- **Dataset excerpts**:
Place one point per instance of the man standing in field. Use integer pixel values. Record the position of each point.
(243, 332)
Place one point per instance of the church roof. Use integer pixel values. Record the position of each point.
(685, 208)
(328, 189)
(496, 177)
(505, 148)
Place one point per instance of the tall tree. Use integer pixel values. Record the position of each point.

- **Given request**: Reproduce the entire listing above, request lines included, and offset every point coordinate in the answers by adding 32 to each value.

- **Final result**:
Place one point per instance of the man standing in field. Use integer pixel values. Record the position of each point.
(275, 364)
Place one point per instance of the church roof. Use integer pixel values. Record the position of each point.
(717, 240)
(360, 221)
(528, 209)
(537, 180)
Place one point per instance of the tall tree. Use integer pixel values. Record the position of each point.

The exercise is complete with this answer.